Pointing records for named objects:
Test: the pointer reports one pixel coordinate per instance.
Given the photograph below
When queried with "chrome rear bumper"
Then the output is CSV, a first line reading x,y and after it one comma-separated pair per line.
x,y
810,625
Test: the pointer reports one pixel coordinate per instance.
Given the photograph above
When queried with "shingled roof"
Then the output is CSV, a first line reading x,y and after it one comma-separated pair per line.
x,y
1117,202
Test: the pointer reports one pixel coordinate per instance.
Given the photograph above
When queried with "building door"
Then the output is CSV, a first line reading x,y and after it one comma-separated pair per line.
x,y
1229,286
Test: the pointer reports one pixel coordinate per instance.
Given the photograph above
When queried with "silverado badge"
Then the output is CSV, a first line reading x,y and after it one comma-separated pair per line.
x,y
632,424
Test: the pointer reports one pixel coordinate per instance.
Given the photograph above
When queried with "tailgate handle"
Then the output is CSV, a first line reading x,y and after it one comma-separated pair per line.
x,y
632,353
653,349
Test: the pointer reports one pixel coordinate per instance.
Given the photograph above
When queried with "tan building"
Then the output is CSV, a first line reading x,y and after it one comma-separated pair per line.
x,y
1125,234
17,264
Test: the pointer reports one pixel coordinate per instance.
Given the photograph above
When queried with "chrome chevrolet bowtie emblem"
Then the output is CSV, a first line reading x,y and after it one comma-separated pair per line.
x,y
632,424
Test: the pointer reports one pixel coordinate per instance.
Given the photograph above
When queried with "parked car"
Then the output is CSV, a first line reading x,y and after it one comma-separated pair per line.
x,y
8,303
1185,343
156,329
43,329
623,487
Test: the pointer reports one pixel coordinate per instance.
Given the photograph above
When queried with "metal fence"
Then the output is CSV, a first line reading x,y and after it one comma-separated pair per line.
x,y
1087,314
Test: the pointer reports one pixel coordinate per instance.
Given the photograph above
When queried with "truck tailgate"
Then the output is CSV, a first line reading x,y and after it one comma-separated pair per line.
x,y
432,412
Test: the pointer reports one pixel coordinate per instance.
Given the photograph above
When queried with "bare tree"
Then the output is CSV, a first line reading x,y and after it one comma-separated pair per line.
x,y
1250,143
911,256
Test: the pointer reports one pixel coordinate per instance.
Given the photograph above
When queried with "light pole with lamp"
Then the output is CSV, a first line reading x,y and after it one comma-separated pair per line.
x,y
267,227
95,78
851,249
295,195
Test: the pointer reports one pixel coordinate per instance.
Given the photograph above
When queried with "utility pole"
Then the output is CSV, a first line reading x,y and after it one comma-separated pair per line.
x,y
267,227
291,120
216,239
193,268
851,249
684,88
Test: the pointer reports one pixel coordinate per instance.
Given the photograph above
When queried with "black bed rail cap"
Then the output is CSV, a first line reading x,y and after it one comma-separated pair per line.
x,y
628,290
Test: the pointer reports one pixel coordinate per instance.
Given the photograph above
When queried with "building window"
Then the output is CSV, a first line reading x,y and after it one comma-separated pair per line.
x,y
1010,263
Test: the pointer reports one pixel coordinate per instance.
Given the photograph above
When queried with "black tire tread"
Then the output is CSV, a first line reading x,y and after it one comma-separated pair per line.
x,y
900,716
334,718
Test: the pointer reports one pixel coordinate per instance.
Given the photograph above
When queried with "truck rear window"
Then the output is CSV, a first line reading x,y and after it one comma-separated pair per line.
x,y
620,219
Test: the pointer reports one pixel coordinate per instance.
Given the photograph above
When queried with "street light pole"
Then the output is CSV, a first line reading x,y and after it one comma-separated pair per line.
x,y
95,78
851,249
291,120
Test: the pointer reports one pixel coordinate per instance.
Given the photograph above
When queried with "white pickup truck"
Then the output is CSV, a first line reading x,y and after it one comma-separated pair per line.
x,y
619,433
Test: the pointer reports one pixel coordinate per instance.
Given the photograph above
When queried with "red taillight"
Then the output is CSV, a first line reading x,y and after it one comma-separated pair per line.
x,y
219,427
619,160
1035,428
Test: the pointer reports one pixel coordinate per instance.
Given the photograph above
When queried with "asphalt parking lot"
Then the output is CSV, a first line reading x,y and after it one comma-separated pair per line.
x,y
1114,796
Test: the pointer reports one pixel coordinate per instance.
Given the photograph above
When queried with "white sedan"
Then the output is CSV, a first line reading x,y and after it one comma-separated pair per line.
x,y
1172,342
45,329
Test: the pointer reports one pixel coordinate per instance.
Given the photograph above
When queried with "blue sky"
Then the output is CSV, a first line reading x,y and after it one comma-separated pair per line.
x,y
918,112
...
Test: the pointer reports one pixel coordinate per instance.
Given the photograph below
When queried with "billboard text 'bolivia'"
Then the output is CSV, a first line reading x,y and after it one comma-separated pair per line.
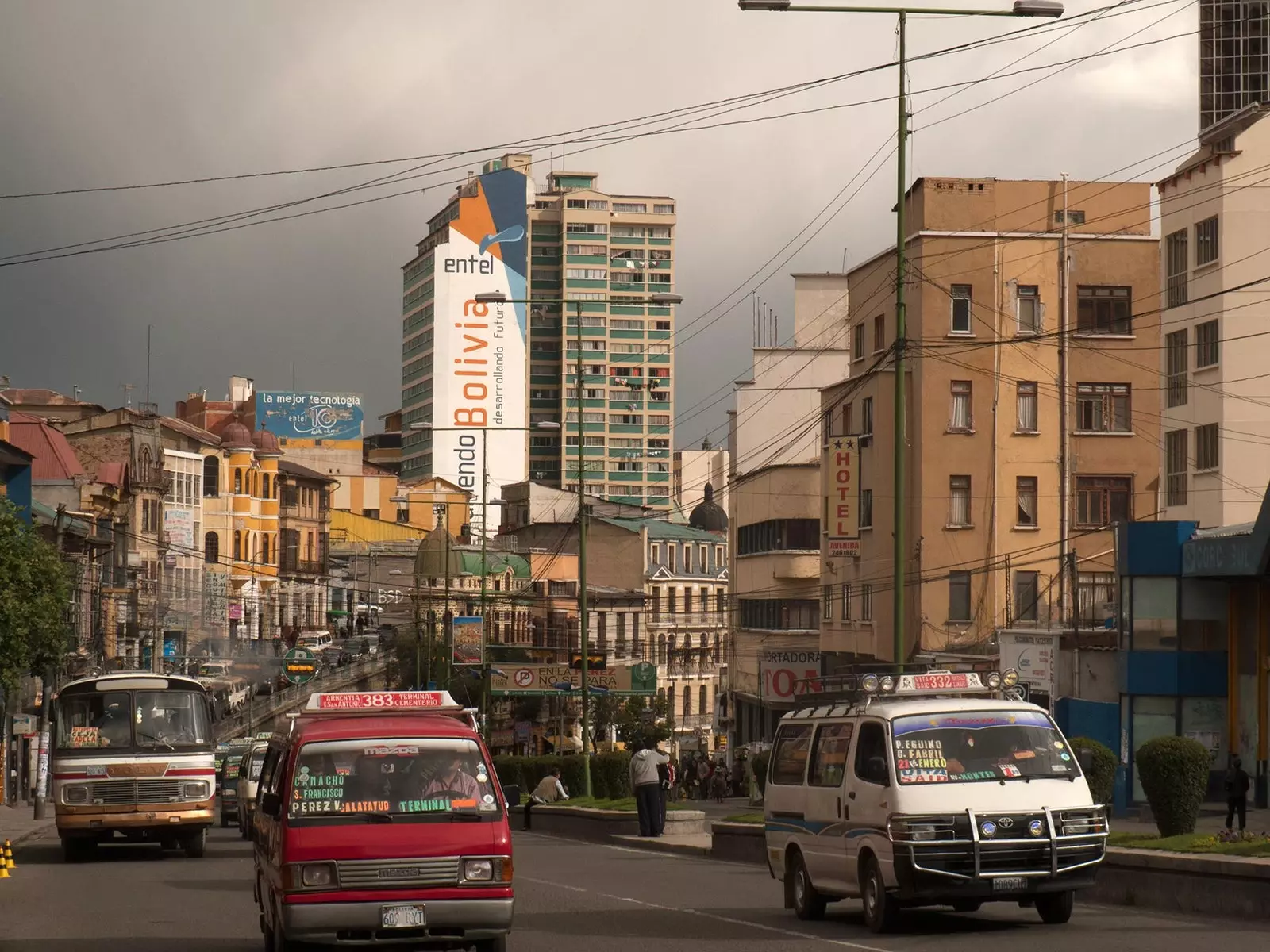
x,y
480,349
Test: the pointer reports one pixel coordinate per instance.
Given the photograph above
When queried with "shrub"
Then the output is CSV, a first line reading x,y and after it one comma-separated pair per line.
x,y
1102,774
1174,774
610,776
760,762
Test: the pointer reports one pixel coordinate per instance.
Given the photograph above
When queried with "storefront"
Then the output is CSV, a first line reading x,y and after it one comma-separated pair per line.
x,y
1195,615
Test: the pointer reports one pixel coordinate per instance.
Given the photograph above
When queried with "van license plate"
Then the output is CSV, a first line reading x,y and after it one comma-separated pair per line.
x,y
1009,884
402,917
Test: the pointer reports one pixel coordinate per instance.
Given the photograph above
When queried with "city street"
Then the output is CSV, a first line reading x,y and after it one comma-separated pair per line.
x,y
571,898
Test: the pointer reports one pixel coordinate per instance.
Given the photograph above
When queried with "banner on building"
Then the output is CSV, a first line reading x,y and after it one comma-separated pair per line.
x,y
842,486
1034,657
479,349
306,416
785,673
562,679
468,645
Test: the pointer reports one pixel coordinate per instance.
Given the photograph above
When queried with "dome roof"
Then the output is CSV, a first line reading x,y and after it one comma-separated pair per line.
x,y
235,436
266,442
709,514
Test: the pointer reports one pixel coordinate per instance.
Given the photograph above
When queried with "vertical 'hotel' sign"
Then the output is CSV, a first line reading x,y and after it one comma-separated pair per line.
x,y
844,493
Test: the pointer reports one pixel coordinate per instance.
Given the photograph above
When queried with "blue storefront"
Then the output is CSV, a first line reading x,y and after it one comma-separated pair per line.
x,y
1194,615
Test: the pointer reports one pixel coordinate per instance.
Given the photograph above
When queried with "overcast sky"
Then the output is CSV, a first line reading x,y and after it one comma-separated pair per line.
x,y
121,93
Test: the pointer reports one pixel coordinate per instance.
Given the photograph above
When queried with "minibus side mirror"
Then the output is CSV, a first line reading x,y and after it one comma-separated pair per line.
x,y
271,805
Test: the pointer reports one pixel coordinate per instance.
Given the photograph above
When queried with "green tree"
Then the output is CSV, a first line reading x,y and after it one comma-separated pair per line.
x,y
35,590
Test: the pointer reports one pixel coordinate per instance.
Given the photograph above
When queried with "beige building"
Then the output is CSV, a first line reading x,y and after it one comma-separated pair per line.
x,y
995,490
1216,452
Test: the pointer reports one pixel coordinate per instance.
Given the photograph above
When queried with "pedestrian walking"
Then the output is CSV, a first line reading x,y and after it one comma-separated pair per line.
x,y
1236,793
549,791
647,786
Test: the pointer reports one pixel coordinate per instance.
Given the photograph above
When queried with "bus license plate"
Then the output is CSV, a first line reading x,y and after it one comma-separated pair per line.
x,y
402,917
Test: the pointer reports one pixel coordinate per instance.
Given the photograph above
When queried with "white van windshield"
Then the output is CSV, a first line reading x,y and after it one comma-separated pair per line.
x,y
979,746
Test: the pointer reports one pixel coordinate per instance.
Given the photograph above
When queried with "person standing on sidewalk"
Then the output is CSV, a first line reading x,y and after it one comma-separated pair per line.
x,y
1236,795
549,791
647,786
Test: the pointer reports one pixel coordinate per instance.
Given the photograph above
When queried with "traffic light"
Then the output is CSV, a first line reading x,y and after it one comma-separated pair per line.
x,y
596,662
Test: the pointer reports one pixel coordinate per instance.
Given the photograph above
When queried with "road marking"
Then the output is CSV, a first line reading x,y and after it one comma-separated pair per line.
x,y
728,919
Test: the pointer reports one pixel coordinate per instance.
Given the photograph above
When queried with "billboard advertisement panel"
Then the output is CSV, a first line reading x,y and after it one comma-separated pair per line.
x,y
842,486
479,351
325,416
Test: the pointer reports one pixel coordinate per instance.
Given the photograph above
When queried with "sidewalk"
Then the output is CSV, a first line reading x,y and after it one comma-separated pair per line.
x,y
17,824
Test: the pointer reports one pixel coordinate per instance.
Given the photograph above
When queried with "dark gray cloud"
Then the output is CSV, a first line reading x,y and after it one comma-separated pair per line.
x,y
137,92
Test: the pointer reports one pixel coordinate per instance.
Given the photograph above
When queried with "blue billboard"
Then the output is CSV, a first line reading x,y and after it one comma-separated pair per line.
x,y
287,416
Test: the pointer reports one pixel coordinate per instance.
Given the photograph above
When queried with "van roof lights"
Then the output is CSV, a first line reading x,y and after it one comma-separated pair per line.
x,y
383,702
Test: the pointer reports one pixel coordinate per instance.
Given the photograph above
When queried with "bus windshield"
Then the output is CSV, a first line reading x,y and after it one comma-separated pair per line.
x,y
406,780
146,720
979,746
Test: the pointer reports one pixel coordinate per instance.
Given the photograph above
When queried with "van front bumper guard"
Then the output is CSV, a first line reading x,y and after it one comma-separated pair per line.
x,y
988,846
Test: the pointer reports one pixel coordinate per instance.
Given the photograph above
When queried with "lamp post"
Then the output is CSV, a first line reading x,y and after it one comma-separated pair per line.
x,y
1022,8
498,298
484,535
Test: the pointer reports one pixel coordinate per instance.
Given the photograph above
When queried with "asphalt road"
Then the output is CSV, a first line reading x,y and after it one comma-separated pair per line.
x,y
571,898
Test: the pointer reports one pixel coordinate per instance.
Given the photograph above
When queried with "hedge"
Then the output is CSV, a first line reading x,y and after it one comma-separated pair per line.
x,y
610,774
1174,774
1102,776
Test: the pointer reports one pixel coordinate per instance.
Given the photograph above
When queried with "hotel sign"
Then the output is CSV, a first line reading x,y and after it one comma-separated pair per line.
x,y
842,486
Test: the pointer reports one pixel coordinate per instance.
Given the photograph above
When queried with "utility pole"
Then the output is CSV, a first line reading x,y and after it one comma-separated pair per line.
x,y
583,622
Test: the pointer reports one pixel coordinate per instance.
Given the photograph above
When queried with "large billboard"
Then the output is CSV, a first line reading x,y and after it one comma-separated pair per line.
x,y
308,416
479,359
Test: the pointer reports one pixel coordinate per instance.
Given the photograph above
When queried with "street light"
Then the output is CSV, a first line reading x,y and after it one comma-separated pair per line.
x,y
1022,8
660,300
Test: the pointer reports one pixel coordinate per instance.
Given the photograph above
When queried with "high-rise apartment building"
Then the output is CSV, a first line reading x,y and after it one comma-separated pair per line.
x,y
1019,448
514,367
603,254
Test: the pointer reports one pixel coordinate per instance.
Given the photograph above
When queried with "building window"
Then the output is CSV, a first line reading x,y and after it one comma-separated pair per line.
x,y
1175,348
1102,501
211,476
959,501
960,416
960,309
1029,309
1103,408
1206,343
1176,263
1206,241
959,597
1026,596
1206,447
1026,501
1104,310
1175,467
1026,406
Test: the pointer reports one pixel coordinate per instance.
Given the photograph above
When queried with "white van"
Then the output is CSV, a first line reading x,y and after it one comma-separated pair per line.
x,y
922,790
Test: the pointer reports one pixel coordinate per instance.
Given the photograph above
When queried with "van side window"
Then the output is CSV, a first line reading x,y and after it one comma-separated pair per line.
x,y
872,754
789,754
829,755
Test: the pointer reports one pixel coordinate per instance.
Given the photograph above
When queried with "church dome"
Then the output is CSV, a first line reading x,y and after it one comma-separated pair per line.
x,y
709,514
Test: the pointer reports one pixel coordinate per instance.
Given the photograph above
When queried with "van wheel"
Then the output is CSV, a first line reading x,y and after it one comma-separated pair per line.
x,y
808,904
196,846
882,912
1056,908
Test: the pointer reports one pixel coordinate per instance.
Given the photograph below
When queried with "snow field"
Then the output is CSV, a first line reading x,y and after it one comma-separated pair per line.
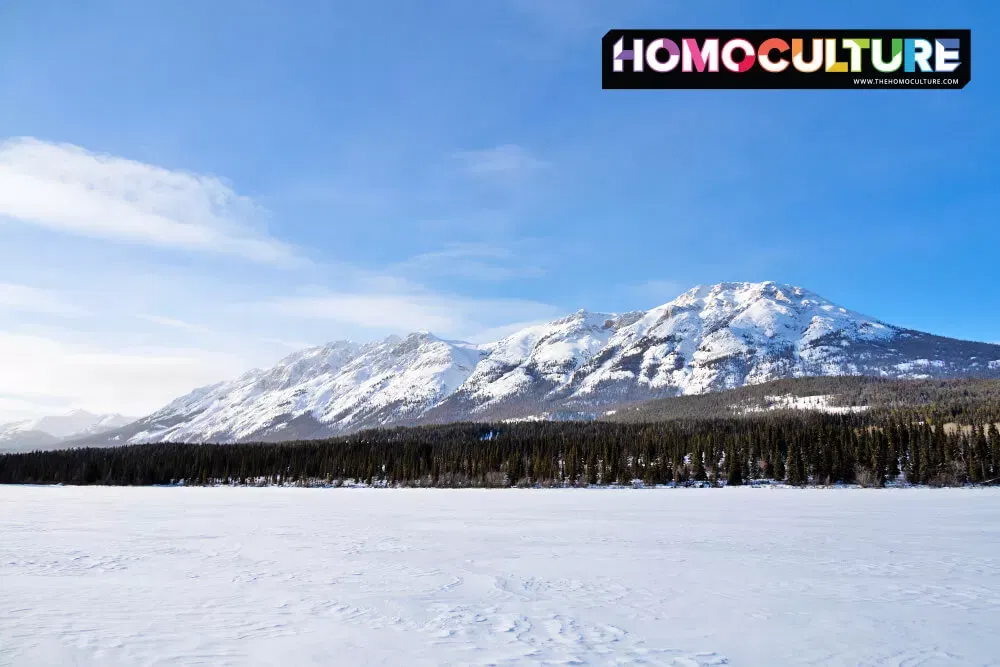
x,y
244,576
* * *
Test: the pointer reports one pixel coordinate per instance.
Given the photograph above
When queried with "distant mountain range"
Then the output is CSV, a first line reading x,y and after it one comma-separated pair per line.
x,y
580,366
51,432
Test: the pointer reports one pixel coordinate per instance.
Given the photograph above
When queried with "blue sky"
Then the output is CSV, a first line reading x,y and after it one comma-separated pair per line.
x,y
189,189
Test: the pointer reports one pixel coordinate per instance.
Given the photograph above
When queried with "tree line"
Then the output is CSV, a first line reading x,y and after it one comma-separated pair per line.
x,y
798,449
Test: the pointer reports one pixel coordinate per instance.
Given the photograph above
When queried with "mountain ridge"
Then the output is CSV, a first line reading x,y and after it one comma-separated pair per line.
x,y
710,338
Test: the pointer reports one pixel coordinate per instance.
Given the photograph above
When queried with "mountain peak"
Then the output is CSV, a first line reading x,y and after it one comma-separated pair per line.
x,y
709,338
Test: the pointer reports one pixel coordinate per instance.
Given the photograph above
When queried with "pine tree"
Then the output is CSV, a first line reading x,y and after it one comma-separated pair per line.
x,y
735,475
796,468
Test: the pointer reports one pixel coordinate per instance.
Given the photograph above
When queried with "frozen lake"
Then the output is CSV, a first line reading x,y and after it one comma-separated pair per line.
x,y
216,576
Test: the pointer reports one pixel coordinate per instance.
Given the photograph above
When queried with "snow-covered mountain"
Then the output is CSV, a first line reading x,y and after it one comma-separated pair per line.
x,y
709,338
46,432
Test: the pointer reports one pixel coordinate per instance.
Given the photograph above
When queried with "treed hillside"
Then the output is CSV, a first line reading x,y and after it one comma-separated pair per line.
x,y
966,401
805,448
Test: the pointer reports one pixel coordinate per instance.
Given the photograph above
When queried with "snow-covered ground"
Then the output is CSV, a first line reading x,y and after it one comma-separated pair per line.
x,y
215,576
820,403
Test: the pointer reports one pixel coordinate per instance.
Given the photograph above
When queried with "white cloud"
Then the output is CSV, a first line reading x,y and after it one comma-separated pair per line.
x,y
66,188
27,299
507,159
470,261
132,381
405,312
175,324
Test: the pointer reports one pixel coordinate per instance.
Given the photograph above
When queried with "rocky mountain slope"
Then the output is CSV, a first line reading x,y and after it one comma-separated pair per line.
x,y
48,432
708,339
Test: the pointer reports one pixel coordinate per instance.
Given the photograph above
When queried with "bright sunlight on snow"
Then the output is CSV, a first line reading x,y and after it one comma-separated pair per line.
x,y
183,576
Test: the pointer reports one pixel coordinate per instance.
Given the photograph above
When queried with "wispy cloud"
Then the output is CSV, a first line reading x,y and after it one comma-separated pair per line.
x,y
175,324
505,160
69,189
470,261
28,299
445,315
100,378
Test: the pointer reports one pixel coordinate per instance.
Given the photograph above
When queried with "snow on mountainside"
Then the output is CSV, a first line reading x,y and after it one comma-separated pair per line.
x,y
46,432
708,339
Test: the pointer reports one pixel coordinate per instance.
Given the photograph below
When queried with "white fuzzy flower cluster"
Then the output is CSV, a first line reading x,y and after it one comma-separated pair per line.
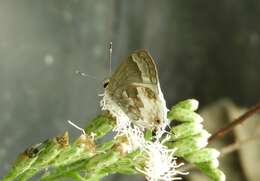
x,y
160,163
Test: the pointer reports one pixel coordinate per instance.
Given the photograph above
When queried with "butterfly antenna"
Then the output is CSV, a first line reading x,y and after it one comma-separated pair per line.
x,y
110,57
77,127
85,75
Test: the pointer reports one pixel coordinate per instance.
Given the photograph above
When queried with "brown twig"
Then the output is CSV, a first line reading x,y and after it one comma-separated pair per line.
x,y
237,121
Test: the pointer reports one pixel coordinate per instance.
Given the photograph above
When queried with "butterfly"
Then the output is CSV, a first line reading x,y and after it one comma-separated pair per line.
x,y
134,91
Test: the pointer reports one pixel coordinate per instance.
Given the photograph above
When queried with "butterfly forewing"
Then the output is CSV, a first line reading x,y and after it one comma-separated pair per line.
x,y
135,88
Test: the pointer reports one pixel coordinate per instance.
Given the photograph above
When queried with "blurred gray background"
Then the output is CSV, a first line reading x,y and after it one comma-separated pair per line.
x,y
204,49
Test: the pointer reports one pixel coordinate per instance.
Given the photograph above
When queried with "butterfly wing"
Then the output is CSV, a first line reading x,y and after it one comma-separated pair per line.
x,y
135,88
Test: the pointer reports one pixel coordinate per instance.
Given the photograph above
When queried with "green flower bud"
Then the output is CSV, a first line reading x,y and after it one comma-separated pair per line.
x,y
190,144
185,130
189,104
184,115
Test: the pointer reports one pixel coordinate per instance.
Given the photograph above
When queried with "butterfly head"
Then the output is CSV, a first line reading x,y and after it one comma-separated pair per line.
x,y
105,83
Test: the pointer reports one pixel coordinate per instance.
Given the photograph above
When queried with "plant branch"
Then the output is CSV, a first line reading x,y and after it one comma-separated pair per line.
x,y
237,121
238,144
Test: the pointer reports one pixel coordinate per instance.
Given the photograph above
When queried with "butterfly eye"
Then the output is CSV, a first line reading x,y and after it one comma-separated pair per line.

**WHAT IS REQUIRED**
Which lines in the records above contain the string "flower"? Identify each one and copy it whole, counting only matches with the same letter case.

**CORRECT RESULT**
When queried with "white fuzzy flower cluster"
When queried with "green flower bud"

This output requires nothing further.